▸ REQUEST: Leave out the pictures and restate the rest of the data exactly.

(Image location labeling entries)
——
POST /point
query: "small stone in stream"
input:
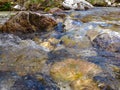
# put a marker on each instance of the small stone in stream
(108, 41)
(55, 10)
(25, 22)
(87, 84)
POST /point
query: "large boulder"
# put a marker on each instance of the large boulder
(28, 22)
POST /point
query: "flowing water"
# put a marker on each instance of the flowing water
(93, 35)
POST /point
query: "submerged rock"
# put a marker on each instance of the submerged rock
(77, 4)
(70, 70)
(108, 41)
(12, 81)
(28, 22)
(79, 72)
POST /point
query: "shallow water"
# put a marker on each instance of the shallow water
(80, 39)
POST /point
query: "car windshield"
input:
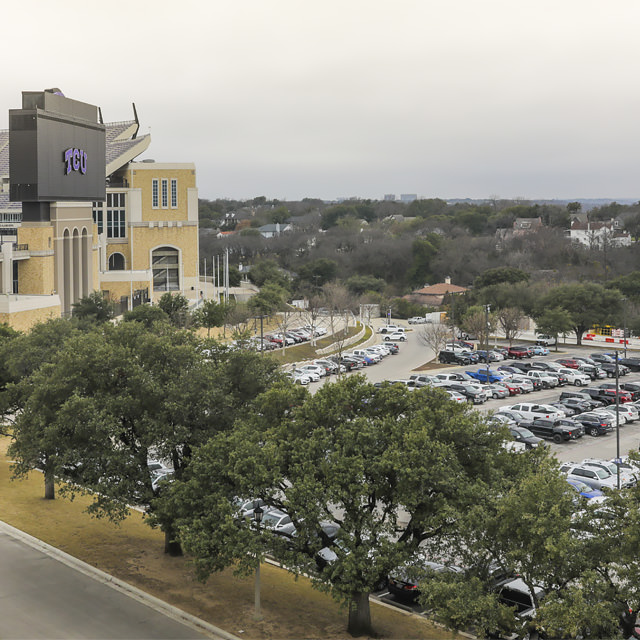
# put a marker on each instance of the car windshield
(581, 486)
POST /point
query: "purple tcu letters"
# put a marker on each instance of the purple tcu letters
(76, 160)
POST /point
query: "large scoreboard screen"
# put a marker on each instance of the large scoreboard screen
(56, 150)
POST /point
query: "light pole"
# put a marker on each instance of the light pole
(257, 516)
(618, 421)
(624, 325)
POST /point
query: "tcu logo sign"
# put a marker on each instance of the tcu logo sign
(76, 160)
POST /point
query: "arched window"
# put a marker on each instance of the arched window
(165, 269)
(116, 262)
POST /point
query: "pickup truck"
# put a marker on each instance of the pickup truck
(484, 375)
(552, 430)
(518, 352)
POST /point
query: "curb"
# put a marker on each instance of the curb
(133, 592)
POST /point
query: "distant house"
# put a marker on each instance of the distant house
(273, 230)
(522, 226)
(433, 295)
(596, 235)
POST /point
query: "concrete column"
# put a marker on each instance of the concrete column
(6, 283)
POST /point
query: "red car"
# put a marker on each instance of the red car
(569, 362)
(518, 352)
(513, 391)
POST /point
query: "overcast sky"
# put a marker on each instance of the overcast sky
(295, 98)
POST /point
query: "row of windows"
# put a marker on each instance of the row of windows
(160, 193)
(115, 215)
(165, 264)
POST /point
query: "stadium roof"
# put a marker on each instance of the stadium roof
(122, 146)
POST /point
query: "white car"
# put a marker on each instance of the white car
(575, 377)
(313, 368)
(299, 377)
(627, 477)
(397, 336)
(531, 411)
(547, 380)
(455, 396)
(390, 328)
——
▸ WRITTEN RESPONSE:
POST /point
query: "small stone in stream"
input:
# put a marker on each instance of the small stone in stream
(108, 41)
(55, 10)
(25, 22)
(87, 84)
POST /point
query: "large boulder"
# put a marker on each instance of the large boulder
(28, 22)
POST /point
query: "flowing water"
# put a marker on each instance of the flowing water
(93, 35)
POST /point
query: "submerged rock"
# put a marker on each instance of the submerged rock
(77, 4)
(70, 70)
(108, 41)
(12, 81)
(28, 22)
(79, 72)
POST /point
query: "shallow water"
# put a marker on each instance of the shallow water
(80, 39)
POST /point
query: "car windshield"
input:
# put a marker on each instance of the car windshield
(581, 486)
POST /point
query: "purple tcu letters"
# put a marker on each instance of the purple tcu letters
(76, 160)
POST /point
query: "large scoreboard screen"
# put a marker on each instance of the large scoreboard screen
(56, 150)
POST /point
query: "light pole"
# put a marker on each instance of the light pole
(257, 516)
(618, 421)
(624, 325)
POST /point
query: "tcu logo sign"
# put a marker on each instance of the tcu logo sign
(76, 160)
POST /point
query: "arched window"
# put a marker on each instance of the arched window
(165, 269)
(116, 262)
POST /point
query: "pickup truck"
# put a marker on each instance of the pickup truck
(484, 375)
(552, 430)
(518, 352)
POST /point
query: "curb"
# put a marker on each instance of the curb
(133, 592)
POST /point
query: "distant house"
# put a marker on each instance of the distant house
(273, 230)
(522, 226)
(433, 295)
(596, 235)
POST /point
query: "concrete column"
# put a marker on each instance of the concrete column
(6, 283)
POST /point
query: "red car"
# put a marker on each instance of the red car
(569, 362)
(518, 352)
(513, 391)
POST /point
query: "overcast sky"
# put a marker on each instance of the overcast sky
(295, 98)
POST /point
query: "row of windows"
# put a marker on each instance of the row of windows
(160, 193)
(115, 215)
(165, 264)
POST /point
query: "stadium roof"
# put a marker on each instance of the stadium roof
(122, 146)
POST /point
query: "white car"
# put a marker on each instance of the white car
(575, 377)
(313, 368)
(299, 377)
(627, 477)
(397, 336)
(531, 411)
(547, 380)
(455, 396)
(390, 328)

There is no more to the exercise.